[Supplied records]
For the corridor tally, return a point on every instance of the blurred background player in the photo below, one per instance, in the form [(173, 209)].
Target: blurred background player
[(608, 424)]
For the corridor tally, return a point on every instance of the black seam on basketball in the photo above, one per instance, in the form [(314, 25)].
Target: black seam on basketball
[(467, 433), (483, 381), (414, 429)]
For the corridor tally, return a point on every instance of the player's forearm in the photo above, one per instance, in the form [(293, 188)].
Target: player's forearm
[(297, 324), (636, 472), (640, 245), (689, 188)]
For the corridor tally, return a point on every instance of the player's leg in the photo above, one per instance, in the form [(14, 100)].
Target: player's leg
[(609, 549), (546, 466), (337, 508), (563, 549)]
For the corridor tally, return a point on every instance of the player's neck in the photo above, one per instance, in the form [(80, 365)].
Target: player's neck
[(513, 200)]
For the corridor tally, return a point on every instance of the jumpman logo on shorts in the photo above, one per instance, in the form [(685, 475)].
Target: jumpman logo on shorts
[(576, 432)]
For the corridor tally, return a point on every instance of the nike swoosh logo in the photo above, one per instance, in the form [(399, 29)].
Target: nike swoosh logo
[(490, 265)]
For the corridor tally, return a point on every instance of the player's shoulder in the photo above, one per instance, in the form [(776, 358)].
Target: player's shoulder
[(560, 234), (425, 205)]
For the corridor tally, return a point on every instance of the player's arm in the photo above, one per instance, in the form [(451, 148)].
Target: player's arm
[/Supplied records]
[Supplied records]
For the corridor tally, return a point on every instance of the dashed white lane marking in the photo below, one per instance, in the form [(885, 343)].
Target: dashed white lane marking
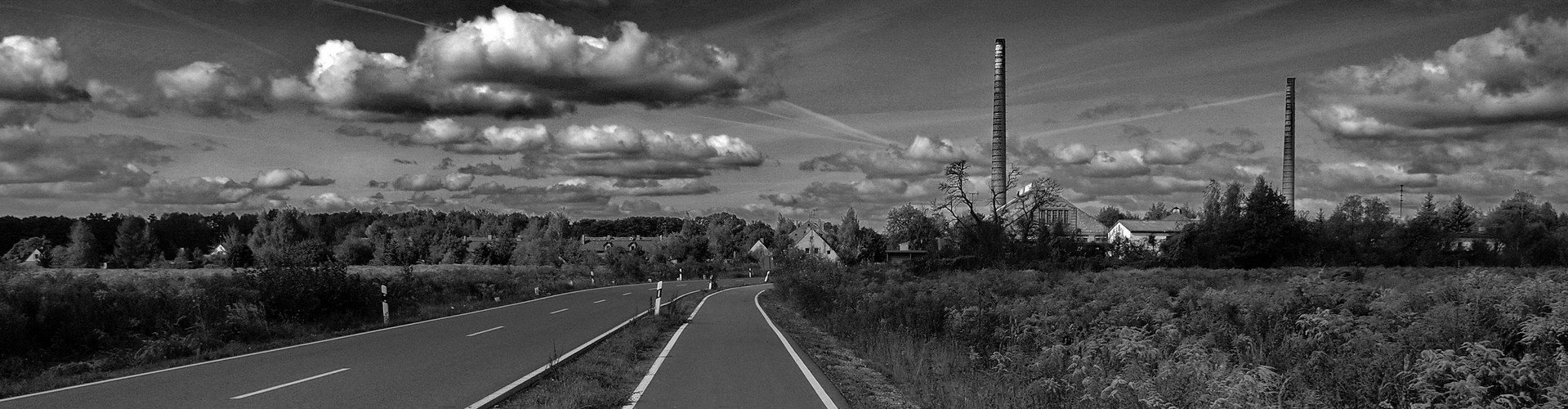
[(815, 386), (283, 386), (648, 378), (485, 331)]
[/Supplied records]
## Task prompt
From the records, copy out each line that includes the string "return".

## Response
For the corridor tally, return a point on every instance of the blurred background player in the photo below, one per instance, in the form [(173, 209)].
For the corridor tally, return a point on every instance of the black seam on basketball in the photo above, one per instance, in the form [(314, 25)].
For the corridor tally, return a point on every instance of the player's forearm in the photo above, one per instance, in the form [(293, 188)].
For the corridor tally, return a point on every instance of the player's leg in the photo above, one per instance, in the form [(14, 100)].
For the corridor tally, return a point on every instance of the player's neck in the photo above, one per instance, in the form [(80, 365)].
For the corridor tally, return a point on every instance of the jumpman logo on shorts in the photo above, one per instance, in the form [(685, 475)].
For the corridor tally, return a point on every instance of the nike swoosh logo in the photo above, one per instance, in the form [(399, 29)].
For the corridor tally, return a point on every instance of the player's shoulder in the photo above, one per instance, in the form [(776, 358)].
For the corridor tally, return a point on every instance of the player's arm in the photo above, one per instance, in the form [(451, 148)].
For the corridor tally, return a point on every instance of the dashed white lane marking in the photo below, one per instance, in the form [(885, 343)].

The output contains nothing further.